Reproduce the records below line by line, leaving out the pictures.

● ● ● ● ● ● ●

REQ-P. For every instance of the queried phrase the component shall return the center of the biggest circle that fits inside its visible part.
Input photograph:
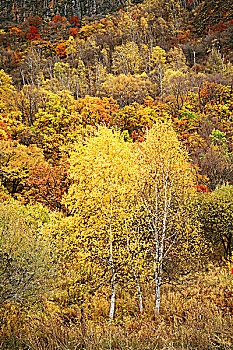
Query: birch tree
(165, 184)
(101, 172)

● ● ● ● ● ● ●

Solved exercise:
REQ-P. For every instance of the queried phrase the component shall return the center of the biggest circle that fits inside its visible part.
Input photograph:
Query: birch tree
(165, 184)
(101, 172)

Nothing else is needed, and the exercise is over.